* **DÉTAIL DE LA TÂCHE**: Recopiez le passage sur le Livre blanc des retraites entre « 24 avril 1991 » et « que ce soit. », bornes incluses, en remplaçant « régimes » par « systèmes ».

24 avril 1991 : Livre blanc sur les retraites. Le déficit du régime général de la sécurité sociale relance le débat sur les retraites. Michel Rocard alors Premier Ministre fait publier le « Livre Blanc sur les retraites ». Ce document prospectif alertait l’ensemble de la société sur l’impact du « papy-boom ». Il présente la situation de l’ensemble des régimes de retraite et leurs perspectives d’évolution. Il dénombre 130 régimes de retraite ! Le constat était sans appel : si l’on voulait maintenir le niveau des pensions sans réforme, les cotisations devaient doubler d’ici 2040, ou au moins progresser de 50% dans le scénario le plus favorable. Le rapport précisait en outre que les besoins de financement augmenteraient très fortement et brusquement après 2005. Michel Rocard est remercié peu après. Ses succeseurs n’entameront pas quoi que ce soit.

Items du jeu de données

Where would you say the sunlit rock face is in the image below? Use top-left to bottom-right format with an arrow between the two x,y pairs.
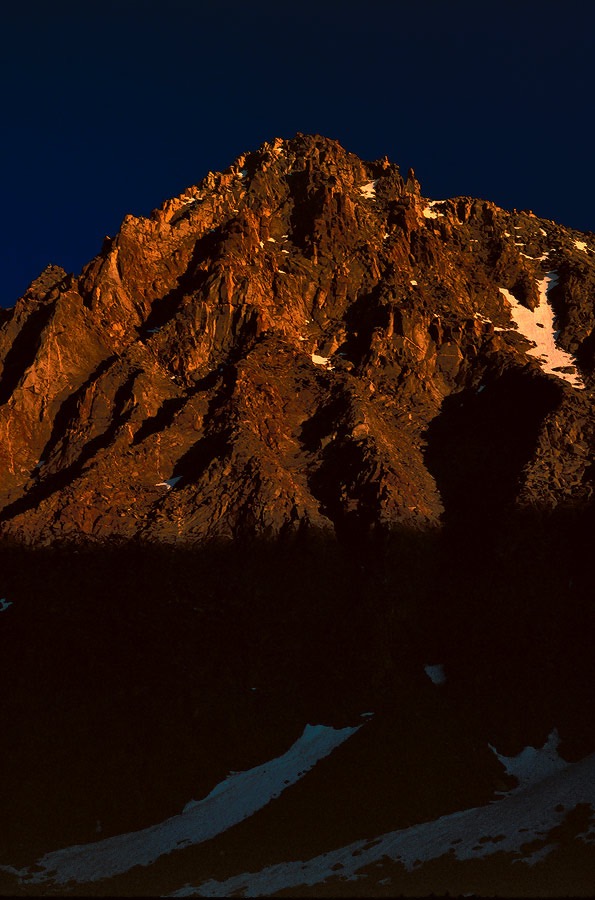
0,135 -> 595,897
0,135 -> 595,544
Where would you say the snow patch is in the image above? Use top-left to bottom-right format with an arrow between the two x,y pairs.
424,200 -> 445,219
489,728 -> 570,796
16,725 -> 362,885
312,353 -> 333,369
499,272 -> 585,389
359,181 -> 377,200
155,475 -> 182,490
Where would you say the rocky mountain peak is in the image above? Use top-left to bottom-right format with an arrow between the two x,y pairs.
0,134 -> 595,543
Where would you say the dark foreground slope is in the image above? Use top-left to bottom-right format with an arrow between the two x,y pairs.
0,136 -> 595,896
0,513 -> 595,896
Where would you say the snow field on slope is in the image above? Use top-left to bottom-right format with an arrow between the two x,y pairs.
7,725 -> 361,885
170,732 -> 595,897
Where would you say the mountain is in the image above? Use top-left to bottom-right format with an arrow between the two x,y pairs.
0,134 -> 595,896
0,135 -> 595,545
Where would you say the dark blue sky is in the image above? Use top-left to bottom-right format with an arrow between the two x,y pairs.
0,0 -> 595,306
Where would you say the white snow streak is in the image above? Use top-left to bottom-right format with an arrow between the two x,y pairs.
175,745 -> 595,897
499,272 -> 585,389
12,725 -> 361,884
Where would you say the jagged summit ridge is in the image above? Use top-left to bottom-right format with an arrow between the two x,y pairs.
0,135 -> 595,543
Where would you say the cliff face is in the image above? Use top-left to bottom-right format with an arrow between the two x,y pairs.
0,135 -> 595,544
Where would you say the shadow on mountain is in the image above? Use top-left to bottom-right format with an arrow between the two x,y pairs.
0,361 -> 138,522
0,301 -> 56,406
0,509 -> 595,880
425,370 -> 561,522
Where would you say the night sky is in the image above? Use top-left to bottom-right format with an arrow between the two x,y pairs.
0,0 -> 595,306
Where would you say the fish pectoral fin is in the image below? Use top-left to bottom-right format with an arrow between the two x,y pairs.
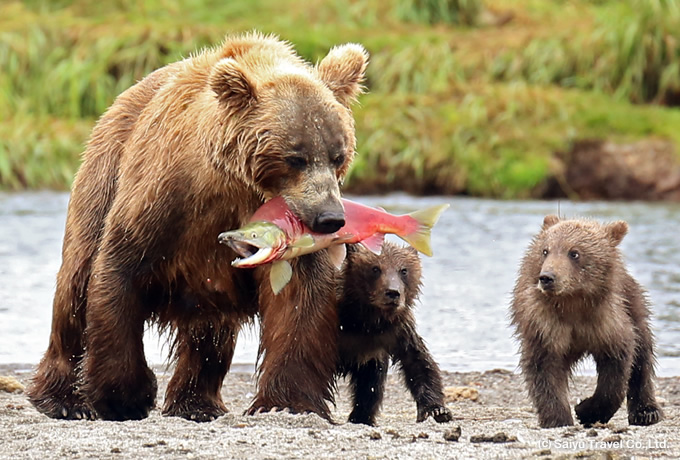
328,243 -> 347,269
269,260 -> 293,294
359,233 -> 385,255
290,233 -> 314,248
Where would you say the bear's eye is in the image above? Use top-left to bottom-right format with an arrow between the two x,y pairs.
286,155 -> 307,169
331,153 -> 345,168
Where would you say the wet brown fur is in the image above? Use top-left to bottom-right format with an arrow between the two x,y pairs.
28,33 -> 367,420
338,243 -> 452,425
511,216 -> 663,428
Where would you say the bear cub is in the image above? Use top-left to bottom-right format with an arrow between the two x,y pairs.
338,242 -> 452,425
511,215 -> 663,428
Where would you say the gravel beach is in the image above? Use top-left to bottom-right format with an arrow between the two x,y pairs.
0,365 -> 680,460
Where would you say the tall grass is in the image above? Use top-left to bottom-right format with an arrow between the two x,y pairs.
0,0 -> 680,197
490,0 -> 680,103
395,0 -> 482,25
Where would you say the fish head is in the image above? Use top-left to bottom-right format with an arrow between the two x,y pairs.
218,222 -> 286,268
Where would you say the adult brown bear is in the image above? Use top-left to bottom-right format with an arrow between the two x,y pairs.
28,33 -> 367,420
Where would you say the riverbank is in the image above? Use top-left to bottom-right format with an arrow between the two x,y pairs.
0,365 -> 680,460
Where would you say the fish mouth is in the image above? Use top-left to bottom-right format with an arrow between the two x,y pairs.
218,232 -> 274,268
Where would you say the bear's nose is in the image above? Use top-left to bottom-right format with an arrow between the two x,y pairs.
312,211 -> 345,233
538,272 -> 555,289
385,289 -> 401,300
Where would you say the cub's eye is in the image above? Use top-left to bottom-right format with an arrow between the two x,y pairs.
331,154 -> 345,168
286,155 -> 307,169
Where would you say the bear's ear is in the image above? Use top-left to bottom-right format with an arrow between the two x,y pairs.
604,220 -> 628,246
542,214 -> 560,230
210,58 -> 257,109
316,43 -> 368,107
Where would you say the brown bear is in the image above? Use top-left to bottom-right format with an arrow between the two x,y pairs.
511,215 -> 663,428
28,33 -> 367,421
338,242 -> 452,425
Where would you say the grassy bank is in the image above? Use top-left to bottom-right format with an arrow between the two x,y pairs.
0,0 -> 680,198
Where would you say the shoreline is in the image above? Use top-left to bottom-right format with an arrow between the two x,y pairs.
0,364 -> 680,459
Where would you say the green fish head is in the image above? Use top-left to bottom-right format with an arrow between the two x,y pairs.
218,222 -> 286,268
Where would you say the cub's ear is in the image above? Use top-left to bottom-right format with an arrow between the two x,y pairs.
604,220 -> 628,246
209,58 -> 257,109
542,214 -> 560,230
316,43 -> 368,107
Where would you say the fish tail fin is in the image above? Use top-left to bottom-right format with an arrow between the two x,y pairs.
398,204 -> 449,256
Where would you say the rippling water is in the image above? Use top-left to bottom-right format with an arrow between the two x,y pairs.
0,192 -> 680,375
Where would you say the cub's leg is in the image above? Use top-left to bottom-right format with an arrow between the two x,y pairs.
395,333 -> 453,423
349,357 -> 389,425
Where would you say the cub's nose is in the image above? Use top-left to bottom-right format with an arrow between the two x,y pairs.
385,289 -> 401,300
312,211 -> 345,233
538,272 -> 555,290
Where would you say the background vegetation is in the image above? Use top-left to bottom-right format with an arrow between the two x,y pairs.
0,0 -> 680,198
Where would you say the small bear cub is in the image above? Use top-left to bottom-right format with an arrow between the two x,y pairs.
338,242 -> 452,425
511,215 -> 663,428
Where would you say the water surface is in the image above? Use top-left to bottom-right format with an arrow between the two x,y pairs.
0,192 -> 680,375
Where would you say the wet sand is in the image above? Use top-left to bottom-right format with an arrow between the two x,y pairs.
0,365 -> 680,460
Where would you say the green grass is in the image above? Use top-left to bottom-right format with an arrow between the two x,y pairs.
0,0 -> 680,198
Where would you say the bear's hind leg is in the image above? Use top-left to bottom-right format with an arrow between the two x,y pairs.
163,315 -> 240,422
82,267 -> 157,420
348,358 -> 389,425
26,259 -> 95,419
627,328 -> 663,425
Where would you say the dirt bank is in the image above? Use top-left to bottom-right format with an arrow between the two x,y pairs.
0,365 -> 680,460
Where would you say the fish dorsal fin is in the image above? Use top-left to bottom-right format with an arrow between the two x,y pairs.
359,233 -> 385,255
269,260 -> 293,294
328,244 -> 347,269
291,233 -> 314,249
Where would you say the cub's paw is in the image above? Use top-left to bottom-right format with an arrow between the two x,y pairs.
628,403 -> 663,426
162,400 -> 228,422
574,397 -> 618,427
347,411 -> 376,426
416,405 -> 453,423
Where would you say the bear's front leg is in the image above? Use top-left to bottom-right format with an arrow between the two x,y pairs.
247,255 -> 339,420
82,246 -> 157,420
348,357 -> 389,425
395,332 -> 453,423
163,313 -> 240,422
574,349 -> 632,427
520,344 -> 574,428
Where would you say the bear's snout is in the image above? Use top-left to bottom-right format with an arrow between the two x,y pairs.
538,271 -> 555,292
312,211 -> 345,233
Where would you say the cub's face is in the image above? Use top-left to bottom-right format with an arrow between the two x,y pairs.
530,216 -> 628,296
345,243 -> 422,318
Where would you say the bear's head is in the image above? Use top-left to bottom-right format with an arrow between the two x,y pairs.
209,36 -> 368,233
527,215 -> 628,297
344,242 -> 422,319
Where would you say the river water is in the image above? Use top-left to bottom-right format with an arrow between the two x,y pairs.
0,192 -> 680,375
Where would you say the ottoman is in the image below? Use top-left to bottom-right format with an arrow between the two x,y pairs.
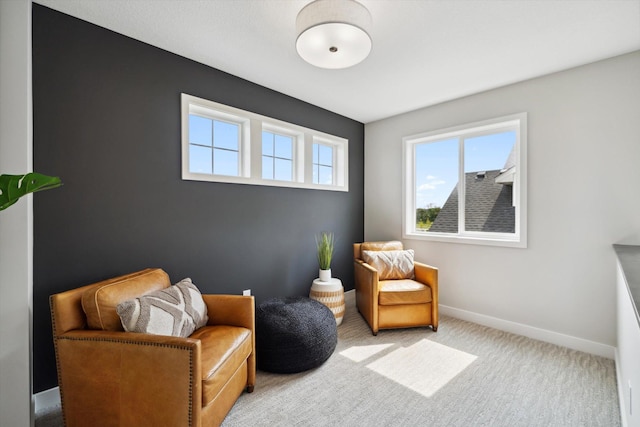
256,297 -> 338,374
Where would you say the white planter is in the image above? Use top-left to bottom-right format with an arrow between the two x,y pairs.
319,269 -> 331,282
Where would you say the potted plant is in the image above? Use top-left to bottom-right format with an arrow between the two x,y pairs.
316,231 -> 334,282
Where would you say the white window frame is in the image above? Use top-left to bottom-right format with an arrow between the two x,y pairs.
260,123 -> 304,182
402,113 -> 527,248
181,93 -> 349,192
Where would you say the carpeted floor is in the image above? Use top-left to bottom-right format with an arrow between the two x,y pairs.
36,292 -> 620,427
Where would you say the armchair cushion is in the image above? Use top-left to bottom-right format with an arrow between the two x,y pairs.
362,249 -> 415,280
81,268 -> 171,331
378,279 -> 433,305
116,278 -> 208,338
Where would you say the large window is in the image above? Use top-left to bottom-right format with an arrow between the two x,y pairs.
182,94 -> 349,191
403,114 -> 526,247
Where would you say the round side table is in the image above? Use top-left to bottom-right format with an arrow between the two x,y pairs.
309,278 -> 345,325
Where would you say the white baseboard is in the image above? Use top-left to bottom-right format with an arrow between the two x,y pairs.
616,348 -> 629,427
439,304 -> 615,359
33,387 -> 60,414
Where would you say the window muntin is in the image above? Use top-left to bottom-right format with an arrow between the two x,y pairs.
181,93 -> 349,191
313,143 -> 333,185
403,114 -> 526,247
189,114 -> 240,176
262,130 -> 294,181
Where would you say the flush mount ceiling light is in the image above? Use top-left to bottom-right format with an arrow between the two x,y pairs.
296,0 -> 371,69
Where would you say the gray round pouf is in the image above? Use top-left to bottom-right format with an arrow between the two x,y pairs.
256,297 -> 338,374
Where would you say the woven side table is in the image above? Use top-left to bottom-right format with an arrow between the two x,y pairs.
309,278 -> 345,325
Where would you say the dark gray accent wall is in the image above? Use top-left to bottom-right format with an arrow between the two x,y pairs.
33,4 -> 364,392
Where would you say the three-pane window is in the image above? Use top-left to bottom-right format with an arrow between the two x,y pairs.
181,93 -> 349,191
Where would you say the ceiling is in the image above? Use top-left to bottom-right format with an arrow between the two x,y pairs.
35,0 -> 640,123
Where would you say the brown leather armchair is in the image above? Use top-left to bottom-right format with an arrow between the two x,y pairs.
50,269 -> 256,427
353,241 -> 438,335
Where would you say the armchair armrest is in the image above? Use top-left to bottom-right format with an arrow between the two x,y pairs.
353,259 -> 379,335
54,330 -> 202,426
202,295 -> 256,333
202,294 -> 256,393
413,261 -> 438,293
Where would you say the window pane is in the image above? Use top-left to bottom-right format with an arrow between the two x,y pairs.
275,158 -> 293,181
189,145 -> 212,174
318,144 -> 333,166
213,149 -> 238,176
213,120 -> 240,151
189,114 -> 212,147
415,138 -> 459,233
262,132 -> 274,156
275,135 -> 293,159
318,165 -> 333,185
464,131 -> 516,233
262,156 -> 273,179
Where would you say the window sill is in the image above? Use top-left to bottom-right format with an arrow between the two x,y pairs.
402,233 -> 527,249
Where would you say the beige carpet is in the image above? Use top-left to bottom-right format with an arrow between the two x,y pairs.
36,292 -> 620,427
223,293 -> 620,427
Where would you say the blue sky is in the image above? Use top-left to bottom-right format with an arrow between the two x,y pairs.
415,131 -> 516,208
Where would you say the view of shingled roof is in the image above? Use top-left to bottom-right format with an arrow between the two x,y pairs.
429,170 -> 516,233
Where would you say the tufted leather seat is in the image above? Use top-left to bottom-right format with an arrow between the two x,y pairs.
50,269 -> 256,427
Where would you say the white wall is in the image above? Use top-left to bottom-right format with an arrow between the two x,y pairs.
0,0 -> 33,427
365,51 -> 640,357
616,262 -> 640,427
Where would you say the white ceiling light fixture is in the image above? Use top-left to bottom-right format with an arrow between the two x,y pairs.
296,0 -> 372,69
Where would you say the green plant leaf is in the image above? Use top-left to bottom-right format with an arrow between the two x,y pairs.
0,172 -> 62,211
316,231 -> 334,270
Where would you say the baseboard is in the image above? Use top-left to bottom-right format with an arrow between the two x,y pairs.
33,387 -> 60,414
615,348 -> 629,427
439,304 -> 615,359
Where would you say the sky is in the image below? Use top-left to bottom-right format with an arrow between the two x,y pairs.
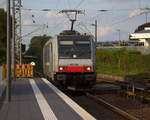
0,0 -> 150,45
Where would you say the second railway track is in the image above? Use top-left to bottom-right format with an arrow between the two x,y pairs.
86,92 -> 139,120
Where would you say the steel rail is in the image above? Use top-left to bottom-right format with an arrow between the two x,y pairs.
86,92 -> 140,120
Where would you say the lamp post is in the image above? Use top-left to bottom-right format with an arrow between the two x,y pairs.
6,0 -> 11,102
117,29 -> 121,46
91,20 -> 97,47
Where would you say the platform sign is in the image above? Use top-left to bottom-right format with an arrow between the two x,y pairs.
3,64 -> 33,78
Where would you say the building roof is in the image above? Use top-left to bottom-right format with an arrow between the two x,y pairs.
134,22 -> 150,33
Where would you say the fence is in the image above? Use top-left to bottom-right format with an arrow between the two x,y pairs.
2,64 -> 33,79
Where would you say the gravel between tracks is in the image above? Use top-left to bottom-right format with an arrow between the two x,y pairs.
70,95 -> 126,120
98,94 -> 150,120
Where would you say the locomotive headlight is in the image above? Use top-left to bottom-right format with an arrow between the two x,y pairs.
86,67 -> 91,71
59,67 -> 63,71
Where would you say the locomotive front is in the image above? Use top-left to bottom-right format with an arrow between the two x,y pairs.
56,31 -> 96,88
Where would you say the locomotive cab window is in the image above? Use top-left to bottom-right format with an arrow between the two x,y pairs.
58,40 -> 91,59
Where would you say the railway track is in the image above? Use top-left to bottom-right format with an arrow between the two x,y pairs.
66,92 -> 127,120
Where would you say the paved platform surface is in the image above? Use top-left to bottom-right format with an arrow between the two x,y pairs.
0,78 -> 95,120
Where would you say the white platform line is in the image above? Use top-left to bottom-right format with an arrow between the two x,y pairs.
42,78 -> 96,120
29,79 -> 57,120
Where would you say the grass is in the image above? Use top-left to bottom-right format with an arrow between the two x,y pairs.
96,49 -> 150,79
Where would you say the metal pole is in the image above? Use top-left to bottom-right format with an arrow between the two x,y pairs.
6,0 -> 11,102
95,20 -> 97,47
12,0 -> 16,80
145,12 -> 147,23
117,29 -> 121,46
19,0 -> 22,64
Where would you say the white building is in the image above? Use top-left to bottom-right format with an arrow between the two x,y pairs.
130,23 -> 150,54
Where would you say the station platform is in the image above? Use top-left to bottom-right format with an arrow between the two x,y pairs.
0,78 -> 96,120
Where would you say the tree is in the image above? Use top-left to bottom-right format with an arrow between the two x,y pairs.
25,35 -> 51,69
0,8 -> 7,65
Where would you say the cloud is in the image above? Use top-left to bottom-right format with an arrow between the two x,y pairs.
23,20 -> 33,26
97,26 -> 115,37
129,9 -> 142,18
45,11 -> 63,18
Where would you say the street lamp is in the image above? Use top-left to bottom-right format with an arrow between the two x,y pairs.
91,20 -> 97,47
117,29 -> 121,46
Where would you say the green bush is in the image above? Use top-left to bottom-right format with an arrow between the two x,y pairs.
96,49 -> 150,74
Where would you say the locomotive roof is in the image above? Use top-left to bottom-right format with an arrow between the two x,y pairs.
58,30 -> 90,36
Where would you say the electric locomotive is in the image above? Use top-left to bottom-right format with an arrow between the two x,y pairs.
43,30 -> 96,89
43,10 -> 96,90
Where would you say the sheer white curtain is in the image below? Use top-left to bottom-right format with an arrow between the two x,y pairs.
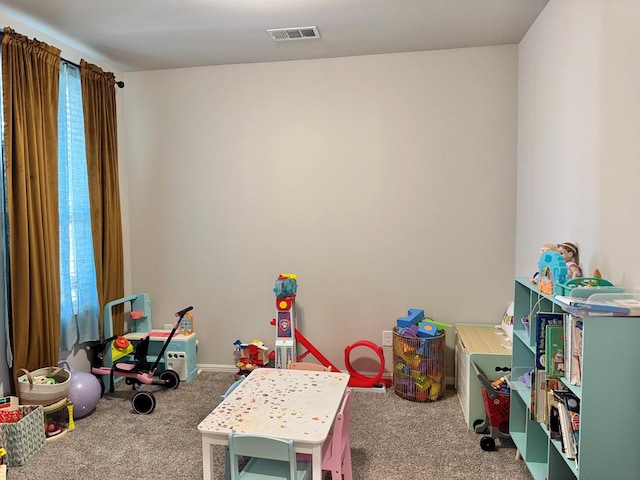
58,62 -> 100,350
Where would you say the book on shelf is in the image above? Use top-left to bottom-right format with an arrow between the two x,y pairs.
554,295 -> 640,316
564,315 -> 582,386
545,325 -> 565,378
533,370 -> 563,428
535,312 -> 564,370
553,390 -> 580,460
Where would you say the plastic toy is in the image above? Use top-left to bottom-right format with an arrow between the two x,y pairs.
471,362 -> 511,452
273,273 -> 298,368
180,313 -> 195,336
60,361 -> 102,418
233,340 -> 269,377
396,308 -> 451,338
538,251 -> 567,295
86,307 -> 193,414
271,274 -> 391,388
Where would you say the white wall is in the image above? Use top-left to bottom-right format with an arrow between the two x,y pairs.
516,0 -> 640,287
125,46 -> 517,372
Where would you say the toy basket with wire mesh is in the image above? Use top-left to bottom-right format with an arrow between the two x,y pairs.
471,361 -> 511,451
393,327 -> 446,402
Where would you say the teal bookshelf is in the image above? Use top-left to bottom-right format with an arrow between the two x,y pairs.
509,278 -> 640,480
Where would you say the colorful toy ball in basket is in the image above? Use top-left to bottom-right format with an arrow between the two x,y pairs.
18,367 -> 71,406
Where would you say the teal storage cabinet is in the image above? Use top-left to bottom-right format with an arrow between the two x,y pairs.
509,278 -> 640,480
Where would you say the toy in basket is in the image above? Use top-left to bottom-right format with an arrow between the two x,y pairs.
471,362 -> 511,452
17,367 -> 71,406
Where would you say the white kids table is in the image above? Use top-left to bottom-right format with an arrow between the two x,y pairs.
198,368 -> 349,480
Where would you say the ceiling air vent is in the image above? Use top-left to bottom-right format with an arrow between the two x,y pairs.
267,27 -> 320,42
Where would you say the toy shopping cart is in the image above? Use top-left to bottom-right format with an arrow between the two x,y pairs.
471,361 -> 511,451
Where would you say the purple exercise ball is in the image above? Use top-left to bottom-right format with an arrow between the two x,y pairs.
67,370 -> 102,418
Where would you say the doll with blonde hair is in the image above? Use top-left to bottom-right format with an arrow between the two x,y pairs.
557,242 -> 582,280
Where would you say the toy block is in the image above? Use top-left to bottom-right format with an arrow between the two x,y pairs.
397,308 -> 424,328
418,322 -> 438,338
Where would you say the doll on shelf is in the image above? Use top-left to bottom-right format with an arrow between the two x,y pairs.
557,242 -> 582,280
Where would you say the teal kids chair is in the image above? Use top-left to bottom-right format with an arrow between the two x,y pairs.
229,433 -> 311,480
298,388 -> 353,480
220,375 -> 247,480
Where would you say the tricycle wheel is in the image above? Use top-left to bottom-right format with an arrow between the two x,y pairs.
131,390 -> 156,415
95,375 -> 104,398
160,370 -> 180,389
480,437 -> 496,452
473,418 -> 489,433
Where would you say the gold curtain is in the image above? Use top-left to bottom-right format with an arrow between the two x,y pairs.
80,60 -> 124,336
2,27 -> 60,373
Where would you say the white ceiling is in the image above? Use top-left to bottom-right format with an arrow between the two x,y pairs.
0,0 -> 549,72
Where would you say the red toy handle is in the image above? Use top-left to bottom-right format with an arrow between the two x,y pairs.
344,340 -> 386,388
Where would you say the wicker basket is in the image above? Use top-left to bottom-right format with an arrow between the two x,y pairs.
0,405 -> 44,467
18,367 -> 71,406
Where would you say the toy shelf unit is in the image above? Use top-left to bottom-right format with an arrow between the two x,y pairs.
455,323 -> 511,430
103,293 -> 198,389
509,278 -> 640,480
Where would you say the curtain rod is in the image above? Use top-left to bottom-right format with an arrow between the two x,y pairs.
60,57 -> 124,88
0,31 -> 124,88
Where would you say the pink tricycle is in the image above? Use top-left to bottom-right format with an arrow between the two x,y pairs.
85,307 -> 193,414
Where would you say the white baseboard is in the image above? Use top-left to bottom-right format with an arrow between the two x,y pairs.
198,363 -> 455,387
198,363 -> 238,373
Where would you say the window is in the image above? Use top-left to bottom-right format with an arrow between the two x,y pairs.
58,62 -> 100,350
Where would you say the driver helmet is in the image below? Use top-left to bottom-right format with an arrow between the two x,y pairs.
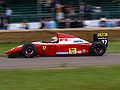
51,37 -> 58,42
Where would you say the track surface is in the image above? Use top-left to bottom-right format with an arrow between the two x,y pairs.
0,53 -> 120,69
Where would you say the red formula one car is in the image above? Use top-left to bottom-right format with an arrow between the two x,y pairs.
5,33 -> 108,58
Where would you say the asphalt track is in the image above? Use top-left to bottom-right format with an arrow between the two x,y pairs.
0,53 -> 120,69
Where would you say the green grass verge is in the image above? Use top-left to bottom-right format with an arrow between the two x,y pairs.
107,41 -> 120,53
0,66 -> 120,90
0,41 -> 120,56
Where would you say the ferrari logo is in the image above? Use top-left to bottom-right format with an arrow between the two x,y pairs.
43,46 -> 46,50
97,33 -> 108,37
69,48 -> 77,54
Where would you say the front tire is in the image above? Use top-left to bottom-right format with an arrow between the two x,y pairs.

* **EXERCICE TERMINÉ**:
24 avril 1991 : Livre blanc sur les retraites. Le déficit du régime général de la sécurité sociale relance le débat sur les retraites. Michel Rocard alors Premier Ministre fait publier le « Livre Blanc sur les retraites ». Ce document prospectif alertait l’ensemble de la société sur l’impact du « papy-boom ». Il présente la situation de l’ensemble des systèmes de retraite et leurs perspectives d’évolution. Il dénombre 130 systèmes de retraite ! Le constat était sans appel : si l’on voulait maintenir le niveau des pensions sans réforme, les cotisations devaient doubler d’ici 2040, ou au moins progresser de 50% dans le scénario le plus favorable. Le rapport précisait en outre que les besoins de financement augmenteraient très fortement et brusquement après 2005. Michel Rocard est remercié peu après. Ses succeseurs n’entameront pas quoi que ce soit.